Até menos de dois meses atrás, a médica neurologista Bruna Villela, de 42 anos, dividia seus dias entre seu consultório, em Niterói, e o Instituto Estadual do Cérebro Paulo Niemeyer, na Lapa, no Rio de Janeiro, onde dava expediente. Com quase 15 anos de carreira, frequentar uma Unidade de Terapia Intensiva (UTI) era atividade corriqueira decorrente de sua profissão e também das histórias ouvidas de seu pai, que é médico intensivista, hoje aposentado. Casada e mãe de uma menina de 5 anos, Bruna tinha uma vida estável. Tinha.
Hoje, as marcas em seu rosto começam pouco a pouco a sumir. Vão-se os últimos resquícios de mais de uma dezena de plantões trabalhados sob rigoroso esquema de paramentação. Para amenizar a dor da pele ferida pelas máscaras de uso contínuo, Bruna tentou subterfúgios.

→ **Objetivo do exercício**:
Dê continuidade ao relato sobre a neurologista Bruna Villela, prosseguindo a partir da última frase do trecho acima.

→ **Dados fornecidos**:

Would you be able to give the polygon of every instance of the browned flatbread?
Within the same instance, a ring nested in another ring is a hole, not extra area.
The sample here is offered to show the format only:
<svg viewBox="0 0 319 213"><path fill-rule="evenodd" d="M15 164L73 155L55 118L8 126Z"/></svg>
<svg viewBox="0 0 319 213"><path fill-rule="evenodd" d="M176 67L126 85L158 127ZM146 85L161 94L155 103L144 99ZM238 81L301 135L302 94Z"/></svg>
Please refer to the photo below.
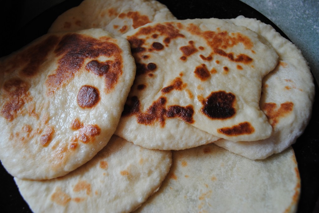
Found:
<svg viewBox="0 0 319 213"><path fill-rule="evenodd" d="M47 34L1 59L8 171L49 179L91 159L115 130L135 69L127 41L100 29Z"/></svg>
<svg viewBox="0 0 319 213"><path fill-rule="evenodd" d="M259 103L262 79L278 55L258 34L211 18L154 22L123 36L137 75L116 134L136 143L144 132L160 134L148 126L182 134L166 127L178 118L232 141L270 136ZM163 138L159 143L171 143Z"/></svg>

→ **Resposta ao exercício**:
Comprou ela mesma um estoque de um modelo mais confortável do que o usado na rede pública, encontrado numa rara oferta na internet. Para amortecer a fricção dos movimentos da face ao respirar com a superfície dura do equipamento, colou protetores de calcanhar na parte mais rígida. Resultado: menos marcas.
Truques de sobrevivência numa rotina quase diária de 12 horas ininterruptas salvando e perdendo vidas no hospital transformado, desde março, em referência para o tratamento de Covid-19 no Rio. Outro truque para perseverar diante da nova realidade é cobrir os móveis de sua casa vazia com um lençol, para evitar o acúmulo de poeira. Nas poucas horas que sobram entre os plantões e a desinfecção de seus pertences, Bruna não quer perder tempo fazendo limpeza. Prefere conversar, por meio de chamadas de vídeo, com sua filha, de quem se separou desde o início da pandemia. Tanto a menina quanto seu marido tiveram de sair do apartamento em Icaraí, Niterói, e passaram a viver com o pai de Bruna, enquanto durar o caos.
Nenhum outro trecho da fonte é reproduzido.